### SHORT EXERCISE
Set out every line of the rows below as a Markdown table with two columns, Line No. and Text. Number the lines in order and leave out blank lines.
· · · ·
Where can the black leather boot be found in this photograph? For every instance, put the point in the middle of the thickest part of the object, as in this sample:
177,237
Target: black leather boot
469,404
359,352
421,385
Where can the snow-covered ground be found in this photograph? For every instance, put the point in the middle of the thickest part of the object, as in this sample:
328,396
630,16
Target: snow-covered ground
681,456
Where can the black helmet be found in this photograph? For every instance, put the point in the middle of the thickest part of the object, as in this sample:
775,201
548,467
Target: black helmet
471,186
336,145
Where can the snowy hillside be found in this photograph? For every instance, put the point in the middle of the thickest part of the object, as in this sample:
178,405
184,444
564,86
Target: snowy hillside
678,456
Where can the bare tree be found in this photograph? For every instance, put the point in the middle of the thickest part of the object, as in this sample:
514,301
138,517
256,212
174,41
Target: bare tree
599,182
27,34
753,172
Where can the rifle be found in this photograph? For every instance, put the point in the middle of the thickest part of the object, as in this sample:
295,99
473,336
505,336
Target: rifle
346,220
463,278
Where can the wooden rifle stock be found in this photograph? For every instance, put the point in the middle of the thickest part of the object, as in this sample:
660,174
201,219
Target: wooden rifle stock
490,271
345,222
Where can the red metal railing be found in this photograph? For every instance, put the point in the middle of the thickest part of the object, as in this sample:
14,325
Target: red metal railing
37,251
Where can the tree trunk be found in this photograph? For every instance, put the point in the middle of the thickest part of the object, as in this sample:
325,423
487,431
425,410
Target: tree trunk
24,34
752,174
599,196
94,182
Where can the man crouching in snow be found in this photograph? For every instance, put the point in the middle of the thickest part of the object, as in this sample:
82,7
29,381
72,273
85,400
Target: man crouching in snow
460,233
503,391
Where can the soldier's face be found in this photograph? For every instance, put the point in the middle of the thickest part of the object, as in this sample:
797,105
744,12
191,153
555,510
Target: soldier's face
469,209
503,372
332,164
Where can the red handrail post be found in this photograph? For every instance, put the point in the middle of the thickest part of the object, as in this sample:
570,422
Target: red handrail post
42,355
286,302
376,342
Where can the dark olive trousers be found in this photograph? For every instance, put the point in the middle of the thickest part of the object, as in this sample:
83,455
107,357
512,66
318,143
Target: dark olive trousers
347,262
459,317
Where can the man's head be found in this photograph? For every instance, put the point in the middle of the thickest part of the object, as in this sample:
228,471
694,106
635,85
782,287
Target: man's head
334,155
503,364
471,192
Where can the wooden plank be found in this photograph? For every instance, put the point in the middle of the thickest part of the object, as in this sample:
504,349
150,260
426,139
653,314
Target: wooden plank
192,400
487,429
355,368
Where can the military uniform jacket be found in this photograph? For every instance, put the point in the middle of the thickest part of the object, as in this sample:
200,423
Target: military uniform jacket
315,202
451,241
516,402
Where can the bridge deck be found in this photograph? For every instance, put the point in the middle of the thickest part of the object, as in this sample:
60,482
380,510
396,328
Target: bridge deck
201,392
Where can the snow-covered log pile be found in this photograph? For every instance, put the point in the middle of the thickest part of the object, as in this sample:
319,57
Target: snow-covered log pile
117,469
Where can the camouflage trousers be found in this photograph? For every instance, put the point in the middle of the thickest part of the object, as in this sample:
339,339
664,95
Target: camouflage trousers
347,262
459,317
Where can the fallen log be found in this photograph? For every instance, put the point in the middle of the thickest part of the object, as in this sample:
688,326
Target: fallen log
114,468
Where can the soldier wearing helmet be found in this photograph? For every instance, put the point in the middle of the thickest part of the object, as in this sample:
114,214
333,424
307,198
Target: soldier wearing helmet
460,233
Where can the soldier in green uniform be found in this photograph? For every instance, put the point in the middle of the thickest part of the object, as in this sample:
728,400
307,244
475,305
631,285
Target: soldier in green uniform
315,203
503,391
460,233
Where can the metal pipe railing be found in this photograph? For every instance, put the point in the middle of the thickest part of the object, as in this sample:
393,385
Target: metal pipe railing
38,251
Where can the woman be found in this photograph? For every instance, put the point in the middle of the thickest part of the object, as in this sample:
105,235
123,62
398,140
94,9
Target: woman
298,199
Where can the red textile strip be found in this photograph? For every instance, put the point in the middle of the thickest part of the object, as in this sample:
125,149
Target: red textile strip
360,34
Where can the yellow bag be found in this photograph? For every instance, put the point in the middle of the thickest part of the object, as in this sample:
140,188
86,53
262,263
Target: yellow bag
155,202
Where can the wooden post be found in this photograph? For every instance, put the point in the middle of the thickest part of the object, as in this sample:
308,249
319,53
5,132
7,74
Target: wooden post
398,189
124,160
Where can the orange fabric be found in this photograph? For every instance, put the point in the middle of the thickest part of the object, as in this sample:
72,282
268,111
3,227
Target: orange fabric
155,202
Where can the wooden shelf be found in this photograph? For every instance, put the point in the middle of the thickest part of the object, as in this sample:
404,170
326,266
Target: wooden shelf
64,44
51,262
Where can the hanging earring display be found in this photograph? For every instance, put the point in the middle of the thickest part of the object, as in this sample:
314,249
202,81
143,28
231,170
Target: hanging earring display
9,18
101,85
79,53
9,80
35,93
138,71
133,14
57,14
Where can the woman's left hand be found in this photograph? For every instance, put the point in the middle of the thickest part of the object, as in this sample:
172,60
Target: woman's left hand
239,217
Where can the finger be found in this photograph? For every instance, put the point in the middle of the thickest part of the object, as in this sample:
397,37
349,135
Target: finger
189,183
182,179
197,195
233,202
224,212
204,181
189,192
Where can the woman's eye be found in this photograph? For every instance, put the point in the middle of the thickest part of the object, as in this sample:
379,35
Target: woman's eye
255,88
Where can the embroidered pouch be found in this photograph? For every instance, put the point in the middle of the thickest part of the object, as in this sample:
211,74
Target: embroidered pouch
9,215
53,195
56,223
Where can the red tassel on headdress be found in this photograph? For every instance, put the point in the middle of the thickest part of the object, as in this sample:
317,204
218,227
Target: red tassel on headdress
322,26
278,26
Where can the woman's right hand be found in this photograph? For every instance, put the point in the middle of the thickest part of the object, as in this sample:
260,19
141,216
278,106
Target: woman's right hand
· · · ·
### ANSWER TO THE PROBLEM
| Line No. | Text |
|---|---|
| 1 | Where can the black leather boot be found in this photograph? For every instance, put the point in the middle of the thickest part of the object, as in this sample: |
| 2 | 177,237 |
| 3 | Target: black leather boot |
| 4 | 469,404 |
| 5 | 359,352 |
| 6 | 421,385 |
| 7 | Where can the snow-covered ground be found in this photograph? For every instance, put the point in the middle of the thickest part of the object, as in this sample: |
| 8 | 328,396 |
| 9 | 630,16 |
| 10 | Target: snow-covered ground |
| 11 | 681,456 |
| 12 | Where can the black helmet be found in this photograph? For every instance, put the point in the middle of the thickest part of the object, as in this sample: |
| 13 | 775,201 |
| 14 | 548,467 |
| 15 | Target: black helmet |
| 16 | 471,186 |
| 17 | 336,145 |
| 18 | Where can the snowy hillside be found in this photograph? For every instance, put the point in the middle of the thickest part of the object, as in this sample: |
| 19 | 178,405 |
| 20 | 184,444 |
| 21 | 564,86 |
| 22 | Target: snowy hillside |
| 23 | 678,456 |
| 24 | Where can the bare tree be found in this photograph? For every instance, put the point in the middle of the thickest part of the object, as in this sample: |
| 25 | 514,301 |
| 26 | 138,517 |
| 27 | 256,212 |
| 28 | 174,41 |
| 29 | Target: bare tree |
| 30 | 599,182 |
| 31 | 27,34 |
| 32 | 753,172 |
| 33 | Where can the rifle be found in this photograph? For every instance, put the point in the middle of the thickest part of the object, as in this sample: |
| 34 | 295,99 |
| 35 | 473,336 |
| 36 | 505,336 |
| 37 | Target: rifle |
| 38 | 346,220 |
| 39 | 463,278 |
| 40 | Where can the wooden rifle stock be found in this photograph? For every instance, put the point in the middle of the thickest part of the object, as in this sample: |
| 41 | 660,174 |
| 42 | 201,219 |
| 43 | Target: wooden rifle stock |
| 44 | 490,271 |
| 45 | 345,222 |
| 46 | Where can the red metal railing be found in this photograph? For every instance, put the point in the middle of the thickest part of the object, as in this sample: |
| 47 | 14,325 |
| 48 | Target: red metal railing |
| 49 | 37,251 |
| 50 | Where can the tree trunk be found in this photograph? For every instance, put the point in the middle of the thickest part of the object, as in this sample: |
| 51 | 325,423 |
| 52 | 487,431 |
| 53 | 425,410 |
| 54 | Target: tree trunk |
| 55 | 24,34 |
| 56 | 752,174 |
| 57 | 599,196 |
| 58 | 94,182 |
| 59 | Where can the man crouching in snow be found in this photograph? For every instance, put the point in the middle of the thickest part of the object, as in this sample: |
| 60 | 82,7 |
| 61 | 29,381 |
| 62 | 72,273 |
| 63 | 85,400 |
| 64 | Target: man crouching in snow |
| 65 | 460,233 |
| 66 | 503,391 |
| 67 | Where can the soldier's face be found in this photograph? For every instance, put the point in the middle of the thickest part of the object, as in this sample: |
| 68 | 797,105 |
| 69 | 744,12 |
| 70 | 191,153 |
| 71 | 555,510 |
| 72 | Target: soldier's face |
| 73 | 469,209 |
| 74 | 503,372 |
| 75 | 332,164 |
| 76 | Where can the red handrail post be found in this photograph? For every instance, put the point in the middle of the thickest part of the object, as in this sample: |
| 77 | 570,422 |
| 78 | Target: red handrail post |
| 79 | 42,355 |
| 80 | 286,302 |
| 81 | 376,342 |
| 82 | Where can the dark olive trousers be found in this photograph? For every instance, put the point in the middle of the thickest part of the object, as in this sample: |
| 83 | 83,455 |
| 84 | 107,357 |
| 85 | 512,66 |
| 86 | 318,143 |
| 87 | Target: dark olive trousers |
| 88 | 347,262 |
| 89 | 459,317 |
| 90 | Where can the man's head be found in this photograph? For every instance, put the point in the middle of the thickest part of the object, as in this sample: |
| 91 | 228,471 |
| 92 | 694,106 |
| 93 | 635,85 |
| 94 | 782,287 |
| 95 | Target: man's head |
| 96 | 334,155 |
| 97 | 503,364 |
| 98 | 471,192 |
| 99 | Where can the wooden plank be found in this photograph? For every instance, put the point in the middle of the thickest part of the object, as in this sample: |
| 100 | 504,349 |
| 101 | 150,260 |
| 102 | 426,139 |
| 103 | 653,314 |
| 104 | Target: wooden plank |
| 105 | 192,400 |
| 106 | 487,429 |
| 107 | 355,368 |
| 108 | Where can the military uniform jacket be found in this photograph? For every instance, put the point in the middle of the thickest part of the object, as in this sample: |
| 109 | 200,423 |
| 110 | Target: military uniform jacket |
| 111 | 315,202 |
| 112 | 451,241 |
| 113 | 516,402 |
| 114 | Where can the bridge deck be found in this photograph? For every instance, put the point in the middle of the thickest part of the object, as in this sample: |
| 115 | 60,482 |
| 116 | 380,510 |
| 117 | 396,328 |
| 118 | Target: bridge deck |
| 119 | 201,392 |
| 120 | Where can the snow-covered log pile be found in this photograph? For every instance, put the point in the middle of the thickest part of the object, as in this sample: |
| 121 | 319,57 |
| 122 | Target: snow-covered log pile |
| 123 | 117,469 |
| 124 | Where can the camouflage trousers be found in this photograph? For every instance, put the point in the middle of the thickest part of the object, as in this sample: |
| 125 | 339,339 |
| 126 | 664,95 |
| 127 | Target: camouflage trousers |
| 128 | 347,262 |
| 129 | 459,317 |
| 130 | Where can the fallen log be found in this photograph? For every instance, put the point in the middle of the thickest part of the object, as in this sample: |
| 131 | 688,326 |
| 132 | Target: fallen log |
| 133 | 114,468 |
| 134 | Where can the soldier wearing helmet be found in this photograph? For every instance, put the point in the middle of the thickest part of the object, as in this sample: |
| 135 | 114,214 |
| 136 | 333,424 |
| 137 | 307,198 |
| 138 | Target: soldier wearing helmet |
| 139 | 460,233 |
| 140 | Where can the soldier in green uniform be found in this photograph? For every instance, put the point in the middle of the thickest part of the object, as in this sample: |
| 141 | 728,400 |
| 142 | 307,244 |
| 143 | 475,305 |
| 144 | 631,285 |
| 145 | Target: soldier in green uniform |
| 146 | 315,203 |
| 147 | 503,391 |
| 148 | 460,233 |
| 149 | Where can the metal pipe railing be found in this photograph? For every instance, put the point in the middle of the thickest part of the object, as in this sample: |
| 150 | 393,385 |
| 151 | Target: metal pipe railing |
| 152 | 38,251 |
| 153 | Where can the woman be found in this photograph? For every instance, put the point in the middle of the thickest part of the object, as in this sample: |
| 154 | 105,235 |
| 155 | 123,62 |
| 156 | 398,140 |
| 157 | 94,9 |
| 158 | Target: woman |
| 159 | 298,199 |
| 160 | Where can the red textile strip be found in this photograph? For every instance, put the point in the middle of the thickest part of the object, as in this sample: |
| 161 | 125,149 |
| 162 | Target: red textile strip |
| 163 | 360,34 |
| 164 | Where can the yellow bag be found in this photograph? For every instance, put the point in the middle of the thickest part of the object, as in this sample: |
| 165 | 140,188 |
| 166 | 86,53 |
| 167 | 262,263 |
| 168 | Target: yellow bag |
| 169 | 155,202 |
| 170 | Where can the wooden post be found in this photograph? For every instance, put the point in the middle of the thickest part of the object, as in this sample: |
| 171 | 308,249 |
| 172 | 319,53 |
| 173 | 5,132 |
| 174 | 7,74 |
| 175 | Target: wooden post |
| 176 | 398,189 |
| 177 | 124,160 |
| 178 | Where can the orange fabric be found in this photograph? For every instance, put the point in the middle of the thickest part of the object, as in this sample: |
| 179 | 72,282 |
| 180 | 268,111 |
| 181 | 3,227 |
| 182 | Target: orange fabric |
| 183 | 155,202 |
| 184 | Where can the wooden shelf be found in this photograph? For every instance, put the point in the middle of the thickest part of the object, as in this sample: |
| 185 | 404,170 |
| 186 | 326,266 |
| 187 | Target: wooden shelf |
| 188 | 64,44 |
| 189 | 51,262 |
| 190 | Where can the hanging earring display be found in this photograph? For every instance, put the point in the middle of the thickest part of the object, as in this sample: |
| 191 | 314,249 |
| 192 | 202,81 |
| 193 | 143,28 |
| 194 | 231,170 |
| 195 | Target: hanging earring display |
| 196 | 9,18 |
| 197 | 101,85 |
| 198 | 79,53 |
| 199 | 9,80 |
| 200 | 35,93 |
| 201 | 138,71 |
| 202 | 133,14 |
| 203 | 57,14 |
| 204 | Where can the woman's left hand be found in this photograph? For every instance, put the point in the middle of the thickest part of the object, as in this sample: |
| 205 | 172,60 |
| 206 | Target: woman's left hand |
| 207 | 239,217 |
| 208 | Where can the finger be found in this photograph? For every instance, put the point in the middle of the thickest part of the object, as in this sample: |
| 209 | 397,37 |
| 210 | 349,135 |
| 211 | Target: finger |
| 212 | 189,183 |
| 213 | 182,179 |
| 214 | 197,195 |
| 215 | 233,202 |
| 216 | 224,212 |
| 217 | 204,181 |
| 218 | 189,192 |
| 219 | Where can the woman's eye be found in this photograph? For every instance, put the point in the middle of the thickest part of the object, as in this sample: |
| 220 | 379,35 |
| 221 | Target: woman's eye |
| 222 | 255,88 |
| 223 | Where can the embroidered pouch be found in this photograph? For every instance, put the point in the middle of the thickest part of the object, as in this sample: |
| 224 | 211,74 |
| 225 | Target: embroidered pouch |
| 226 | 9,215 |
| 227 | 53,195 |
| 228 | 56,223 |
| 229 | Where can the red tassel on headdress be found in this photograph? For every instance, put the point in the middle of the thickest part of the object, as in this sample: |
| 230 | 317,204 |
| 231 | 218,227 |
| 232 | Target: red tassel on headdress |
| 233 | 322,26 |
| 234 | 278,26 |
| 235 | Where can the woman's right hand be found in this photograph? For every instance, put the point in the middle of the thickest part of the object, as in this sample: |
| 236 | 260,19 |
| 237 | 141,216 |
| 238 | 278,106 |
| 239 | Target: woman's right hand |